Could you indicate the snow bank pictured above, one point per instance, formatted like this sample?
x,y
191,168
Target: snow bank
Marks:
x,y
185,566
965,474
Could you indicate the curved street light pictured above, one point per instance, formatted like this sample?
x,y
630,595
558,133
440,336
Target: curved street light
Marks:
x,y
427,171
##########
## What is required
Rewrite every line of all the records above, requests included. Scale each point coordinate in the answers by 1.6 and round to whole numbers, with halves rounding up. Leave the numbers in the requests and their format samples unchanged.

## Result for this exercise
Could you indicate the snow bank pictured above, one point per instance, formatted like this sample?
x,y
191,168
Target: snow bank
Marks:
x,y
296,906
1544,758
Could you indicate the curved street light pictured above, one point per instance, formatted like this sample?
x,y
630,595
558,133
440,336
Target: curved street light
Marks:
x,y
683,274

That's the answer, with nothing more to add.